## START Material supplied
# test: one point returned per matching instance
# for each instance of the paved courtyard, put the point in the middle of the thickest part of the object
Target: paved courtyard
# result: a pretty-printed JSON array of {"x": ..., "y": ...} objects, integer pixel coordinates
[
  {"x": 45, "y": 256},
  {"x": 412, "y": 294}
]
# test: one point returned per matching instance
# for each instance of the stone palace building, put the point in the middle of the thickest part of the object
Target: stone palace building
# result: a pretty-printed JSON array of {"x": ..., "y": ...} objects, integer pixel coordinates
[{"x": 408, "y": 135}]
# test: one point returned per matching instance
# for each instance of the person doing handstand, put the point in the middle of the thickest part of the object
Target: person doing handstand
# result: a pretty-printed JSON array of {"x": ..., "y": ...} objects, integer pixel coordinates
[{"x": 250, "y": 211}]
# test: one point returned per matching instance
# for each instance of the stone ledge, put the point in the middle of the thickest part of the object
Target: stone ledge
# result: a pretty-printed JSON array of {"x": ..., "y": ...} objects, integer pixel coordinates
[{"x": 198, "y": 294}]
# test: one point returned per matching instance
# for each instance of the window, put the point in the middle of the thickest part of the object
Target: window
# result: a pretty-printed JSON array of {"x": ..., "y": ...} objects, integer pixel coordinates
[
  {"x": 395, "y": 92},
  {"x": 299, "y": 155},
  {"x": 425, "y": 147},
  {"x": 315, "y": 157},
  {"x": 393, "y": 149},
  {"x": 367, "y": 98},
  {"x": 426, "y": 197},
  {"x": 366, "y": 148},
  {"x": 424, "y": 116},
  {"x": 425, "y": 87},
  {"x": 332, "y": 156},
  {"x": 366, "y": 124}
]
## END Material supplied
Repeat the records exactly, including every line.

# test: one point returned per matching instance
# for each instance of the paved courtyard, put the point in the middle of the thickest part of the object
Target: paved courtyard
# result: a pretty-printed JSON array of {"x": ..., "y": ...} objects, integer pixel coordinates
[
  {"x": 45, "y": 256},
  {"x": 412, "y": 294}
]
# test: one point returned per matching instance
# for each instance of the stone palace building, put the point in the middle of the thickest part of the object
Target: stone palace building
# result: a pretty-printed JSON array of {"x": ..., "y": ...} objects, integer pixel coordinates
[{"x": 408, "y": 135}]
# test: one point returned per matching instance
# for each instance of the person doing handstand, put the point in the middle of the thickest part of the object
Target: person doing handstand
# result: a pretty-printed JSON array of {"x": ..., "y": ...} objects, integer pixel coordinates
[{"x": 250, "y": 211}]
# test: one point returned per matching instance
# for each instance of the stone ledge, put the point in the middle of the thickest part of the object
Target: stone ledge
# result: a pretty-printed JSON array of {"x": ..., "y": ...} objects, integer pixel coordinates
[{"x": 198, "y": 294}]
# test: one point returned per matching instance
# for each instance of the window, put the point in the middle of the thickest part of the object
Target: window
# result: a pretty-printed JSON array of {"x": ..., "y": ...} objects, integer pixel coordinates
[
  {"x": 395, "y": 92},
  {"x": 299, "y": 155},
  {"x": 425, "y": 147},
  {"x": 315, "y": 157},
  {"x": 393, "y": 149},
  {"x": 367, "y": 98},
  {"x": 426, "y": 197},
  {"x": 366, "y": 148},
  {"x": 424, "y": 116},
  {"x": 425, "y": 87},
  {"x": 332, "y": 156},
  {"x": 366, "y": 124}
]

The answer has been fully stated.